(Stored records)

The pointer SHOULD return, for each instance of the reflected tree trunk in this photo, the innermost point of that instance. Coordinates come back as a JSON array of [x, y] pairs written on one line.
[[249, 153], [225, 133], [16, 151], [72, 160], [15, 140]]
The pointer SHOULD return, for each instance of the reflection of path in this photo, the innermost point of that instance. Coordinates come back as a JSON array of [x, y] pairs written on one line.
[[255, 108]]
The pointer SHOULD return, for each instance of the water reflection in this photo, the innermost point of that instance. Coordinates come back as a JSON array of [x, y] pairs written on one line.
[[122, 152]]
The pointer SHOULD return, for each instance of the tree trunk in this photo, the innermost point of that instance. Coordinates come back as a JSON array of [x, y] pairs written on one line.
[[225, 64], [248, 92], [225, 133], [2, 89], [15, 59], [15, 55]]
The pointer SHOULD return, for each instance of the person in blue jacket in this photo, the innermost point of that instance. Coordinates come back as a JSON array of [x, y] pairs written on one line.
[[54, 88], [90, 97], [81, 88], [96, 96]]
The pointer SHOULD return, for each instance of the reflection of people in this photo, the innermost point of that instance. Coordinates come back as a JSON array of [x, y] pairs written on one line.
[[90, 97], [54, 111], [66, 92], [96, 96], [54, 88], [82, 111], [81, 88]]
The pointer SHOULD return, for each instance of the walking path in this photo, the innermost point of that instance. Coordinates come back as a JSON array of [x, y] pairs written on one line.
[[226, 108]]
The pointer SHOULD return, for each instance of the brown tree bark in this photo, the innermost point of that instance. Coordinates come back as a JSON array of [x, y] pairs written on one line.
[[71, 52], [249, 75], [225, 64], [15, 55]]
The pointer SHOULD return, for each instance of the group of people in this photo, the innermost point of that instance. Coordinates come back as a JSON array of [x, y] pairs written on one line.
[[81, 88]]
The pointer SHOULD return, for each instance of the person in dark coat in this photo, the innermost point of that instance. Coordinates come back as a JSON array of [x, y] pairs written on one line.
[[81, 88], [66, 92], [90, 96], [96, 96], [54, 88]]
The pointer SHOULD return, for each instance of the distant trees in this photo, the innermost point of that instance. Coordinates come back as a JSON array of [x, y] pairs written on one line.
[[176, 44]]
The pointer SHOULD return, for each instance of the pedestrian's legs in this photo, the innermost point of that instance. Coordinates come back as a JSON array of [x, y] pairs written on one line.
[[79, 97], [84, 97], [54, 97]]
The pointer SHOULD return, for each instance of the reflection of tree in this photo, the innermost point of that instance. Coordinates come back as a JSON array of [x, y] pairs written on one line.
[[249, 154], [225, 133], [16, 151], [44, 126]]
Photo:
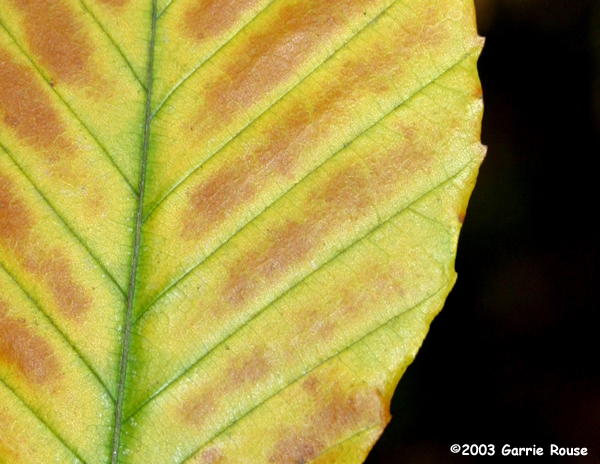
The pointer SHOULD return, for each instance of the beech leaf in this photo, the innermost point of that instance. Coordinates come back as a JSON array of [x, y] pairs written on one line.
[[225, 225]]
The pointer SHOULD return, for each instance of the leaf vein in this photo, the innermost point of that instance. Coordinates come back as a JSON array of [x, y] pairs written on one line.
[[231, 335], [60, 332], [259, 116], [351, 345], [54, 432], [73, 113], [176, 282]]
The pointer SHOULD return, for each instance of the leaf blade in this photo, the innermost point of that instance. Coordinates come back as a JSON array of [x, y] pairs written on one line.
[[294, 247]]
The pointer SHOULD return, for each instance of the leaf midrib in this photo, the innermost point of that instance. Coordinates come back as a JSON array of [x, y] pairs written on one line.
[[136, 247]]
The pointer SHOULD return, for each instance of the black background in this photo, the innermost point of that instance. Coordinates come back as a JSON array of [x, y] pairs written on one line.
[[514, 356]]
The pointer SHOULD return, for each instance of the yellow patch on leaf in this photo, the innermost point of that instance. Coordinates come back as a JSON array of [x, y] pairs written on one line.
[[225, 226]]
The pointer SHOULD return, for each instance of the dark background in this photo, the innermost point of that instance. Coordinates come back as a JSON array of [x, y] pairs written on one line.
[[514, 356]]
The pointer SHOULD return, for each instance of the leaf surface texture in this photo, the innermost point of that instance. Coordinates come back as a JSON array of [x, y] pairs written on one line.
[[225, 226]]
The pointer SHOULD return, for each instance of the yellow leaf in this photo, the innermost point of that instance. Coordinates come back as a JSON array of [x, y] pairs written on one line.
[[225, 225]]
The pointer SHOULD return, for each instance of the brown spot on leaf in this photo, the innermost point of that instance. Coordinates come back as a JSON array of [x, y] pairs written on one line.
[[337, 415], [270, 58], [209, 18], [212, 201], [27, 110], [196, 411], [213, 456], [115, 3], [57, 272], [50, 266], [58, 38], [242, 372], [226, 191], [297, 449], [29, 353], [248, 370]]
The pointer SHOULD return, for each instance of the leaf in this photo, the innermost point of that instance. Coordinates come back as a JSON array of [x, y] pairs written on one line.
[[225, 226]]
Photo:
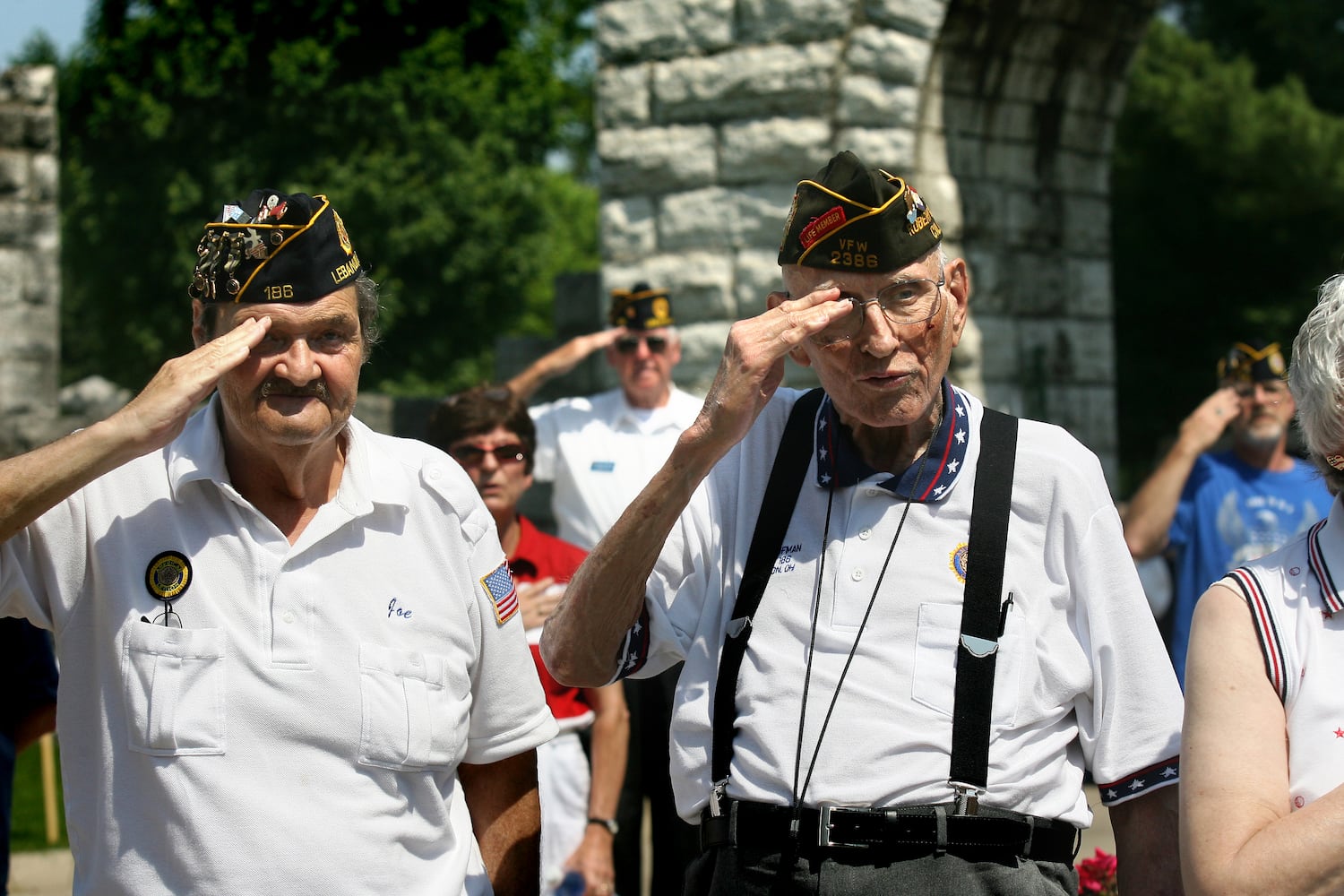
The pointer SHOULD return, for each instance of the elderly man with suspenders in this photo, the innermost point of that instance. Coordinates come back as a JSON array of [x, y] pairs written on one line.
[[863, 710]]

# [Task instructions]
Take the records above and transcribe them exactly, dropping every picture.

# [Task answer]
The pointer SHOULD return, for each instance of the reflected tree trunk in this photo, the innermost point of that instance. Coordinates come back as a JSON array of [x, y] pairs written on one line.
[[249, 153], [225, 133], [16, 151], [72, 160], [15, 140]]
The pointer SHOULD return, for each instance of the reflection of path in this photo, the innermost point of that instance. Coordinates come back as a JSON array of [x, y] pairs written on one line.
[[255, 108]]
The pointer SHOULD return, for each instance of the water reflection in this photo, the innermost point of that instance. Coordinates come back as a JSON array of [x, y] pairs written on one line.
[[122, 152]]
The pointer SHOULD return, for each instance of the tree trunk in this photo, the innermost point of that instance. Coordinates come back as a JSON array of [x, y] pairs written on one line.
[[225, 64], [248, 92], [225, 133], [2, 89], [15, 59], [15, 55]]
The pointer SHOULD return, for each instance of the person in blue jacket in this photo, the innermost point of that instance. Coordinates come back as a JSON array of [x, y] pairs written on one line.
[[54, 88], [90, 97], [81, 88], [96, 96]]
The pointer SHOULD return, for each instance of the reflection of people in this photo, the innermost point of that instance. Coordinates come back as a JSON array of [x, y] pairs written on one line.
[[90, 97], [54, 111], [66, 92], [96, 96], [54, 88], [82, 111], [81, 88]]
The pointer SHOULD return, for each instance of the walking path in this photo, the innermost point of that instance. Coordinates come back as a JSON array of [x, y] pairs written on one line.
[[226, 108]]
The pointer SHOULD return, for each instance of the brown tree bark in this photo, the innermost point of that instance. Coordinates come back as a JSON array of [x, y] pairs written on one line.
[[71, 52], [249, 75], [225, 64], [15, 55]]
The pointer SHOULD return, for each instance of the group of people in this photo, the innermost point of that instance. Coordinates come back as a JSON array of [x, y] pairs written on one line.
[[81, 88]]
The pointer SHOULD return, for each instance of the person in dark coat in this photo, the innermost point of that instance. Coordinates come back as a JSON array of [x, y] pairs written on one line.
[[81, 88], [66, 92], [90, 96], [96, 96], [54, 88]]
The pointer SHOULD return, for each instance of the distant trees in this photo, the innermost point of that instance. Coordinates come back as a JSON array of [x, y] pairs written on one line.
[[176, 44]]
The pointer SHOULD return, for each instance of the pedestrian's legs in this photo, the innermost point of that instance. Coordinates come back as a JSON array of [x, y] pairs written on one line.
[[79, 97], [84, 97], [54, 97]]
The pointer SHOULD return, for each instance of the reflection of tree in this photo, the innermost point of that instance. Coordinates come back as a JSON array of [x, y] pairs written on one line.
[[249, 154], [225, 133], [16, 151], [44, 126]]
Photo:
The pointer SHOULD return, for each instance of the beech leaf in this photo, the innermost point of that instance. Coordinates come back as a JSON array of [x, y] pairs written on one line.
[[225, 225]]
The pointer SHOULD return, for each instance of the leaf vein in this photo, the innermost point of that instance. Coordinates come back as a JSON array of [x, y] pairs written on one line.
[[231, 335], [60, 332], [259, 116], [351, 345], [54, 432], [73, 113], [176, 282]]
The pointer SHOULD return, for each instance of the leaf blade in this photo, the innermost point of that instance. Coordinates come back as a JSON array of [x, y] pairs written on one line.
[[294, 247]]
The pointer SHOULD return, for each instance of the leaf midrib in this photo, the innermost point of that instance. Coordinates come back as a JSON array of [x, y] pairs written on one line.
[[136, 247]]
The pointer SHOULD return, for each instance of the black background in this photo, the innermost point of that instance. Coordinates come back as a JSON array of [x, y] pairs written on one line.
[[514, 356]]
The pointer SHOULD return, for each instance of the yellow patch on leaf in this photo, the innermost point of that instance. Coordinates come back as a JSON array of [x, y] pairs written on one line.
[[225, 226]]
The pointer SHOULD return, for each instance of the dark background in this photo, the innermost point of that instance. Coordinates come back as a JSON array of [x, y] pairs written on one line.
[[514, 356]]
The pointer SHOULD return, for each instance of the leaf surface texture in this photo, the innermost point of that instance. Coordinates come back as a JSON array of [x, y] pairs written on one line.
[[225, 226]]
The pointer SHOULD return, for each instance of the yellow leaf in this photo, the innermost point of that instance. Coordinates come back as a JSON array of [x, y] pairs written on one line.
[[225, 225]]
The pointer SHOULD return, for each instance of the brown spot on leaf in this photo, the innermost point of that instance. Coordinates come back as a JSON array of [x, y] pairs written on one line.
[[337, 415], [270, 58], [209, 18], [212, 201], [27, 110], [196, 411], [213, 456], [115, 3], [57, 272], [50, 266], [58, 38], [242, 372], [226, 191], [297, 449], [29, 353], [248, 370]]
The pointer SHOULD return, for each instance of the leaf in this photo, the innermost point of that instance. Coordinates come back as a JSON array of [x, y] pairs written on one line.
[[225, 226]]
Photo:
The pointer SHOULD return, for each instance of the elderly man with suspenders in this photo, the innermost point of that instance. Coordinates come back as a JSON array of [x, y] pairs written on one line.
[[863, 710]]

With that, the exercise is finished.